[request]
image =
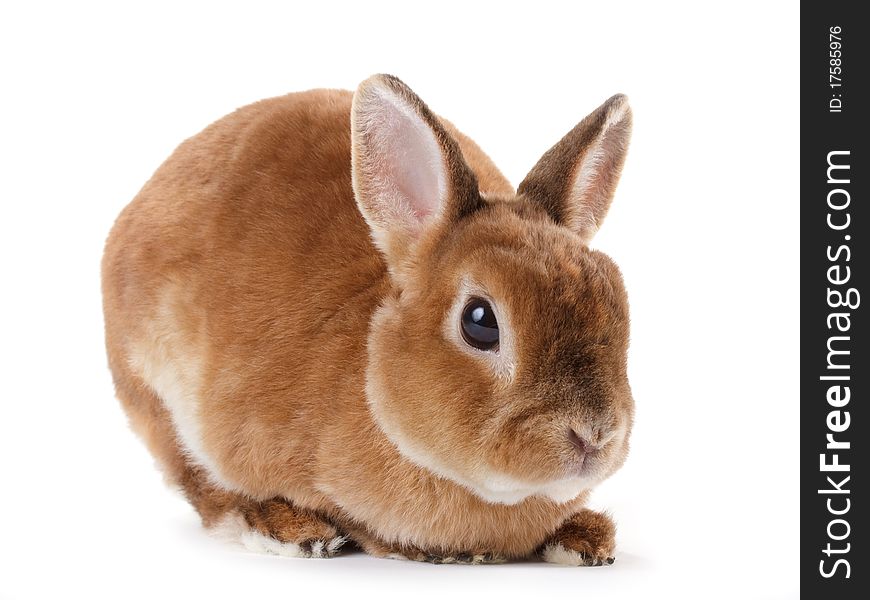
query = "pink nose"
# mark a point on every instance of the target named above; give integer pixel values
(581, 444)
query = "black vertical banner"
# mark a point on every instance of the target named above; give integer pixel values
(835, 370)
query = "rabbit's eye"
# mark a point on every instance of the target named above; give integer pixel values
(479, 327)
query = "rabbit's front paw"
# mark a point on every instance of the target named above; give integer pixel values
(586, 539)
(277, 527)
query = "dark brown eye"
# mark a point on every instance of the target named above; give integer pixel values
(479, 327)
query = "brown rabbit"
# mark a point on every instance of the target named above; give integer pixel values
(330, 317)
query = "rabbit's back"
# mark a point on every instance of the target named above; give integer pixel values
(238, 287)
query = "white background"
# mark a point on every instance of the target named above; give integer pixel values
(704, 226)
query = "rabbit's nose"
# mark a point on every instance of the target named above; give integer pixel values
(582, 444)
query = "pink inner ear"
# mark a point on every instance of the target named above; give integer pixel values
(407, 161)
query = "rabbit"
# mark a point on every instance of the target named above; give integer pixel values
(331, 318)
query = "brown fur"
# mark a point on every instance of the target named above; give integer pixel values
(245, 261)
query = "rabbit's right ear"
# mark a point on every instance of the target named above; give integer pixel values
(575, 179)
(408, 172)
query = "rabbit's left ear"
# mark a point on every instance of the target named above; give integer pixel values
(575, 179)
(408, 172)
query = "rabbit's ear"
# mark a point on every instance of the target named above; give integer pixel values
(408, 172)
(575, 179)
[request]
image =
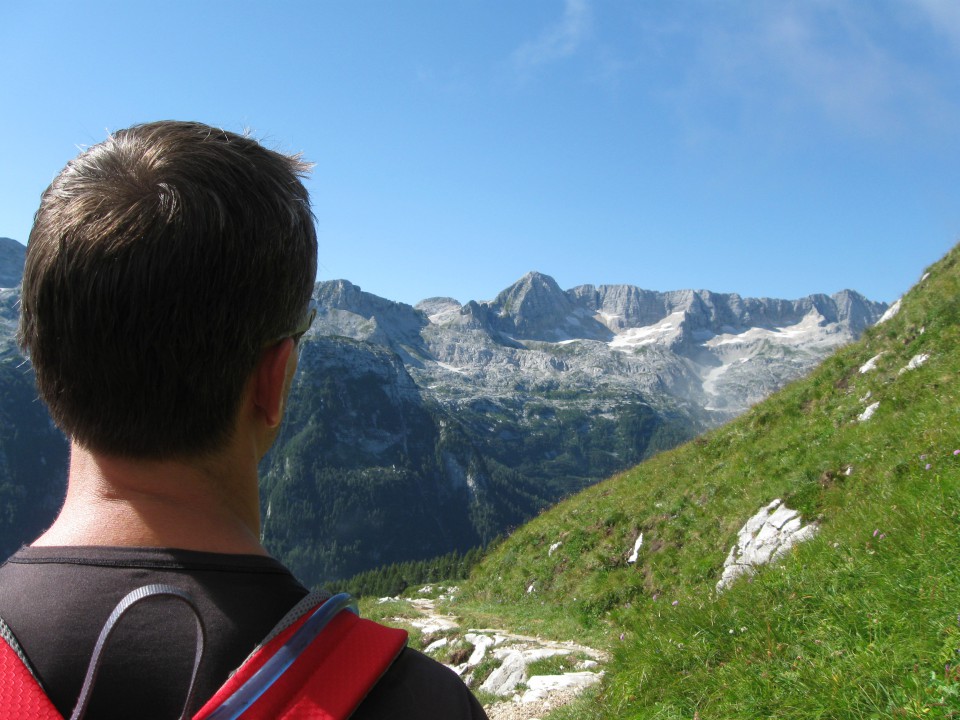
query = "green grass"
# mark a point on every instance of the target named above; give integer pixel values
(861, 622)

--------------------------------

▸ **AIM OF THE TASK**: State how many lines of the entries above contain the string "pink". Case counts; reply with the number alone.

▸ **TASK RESULT**: 2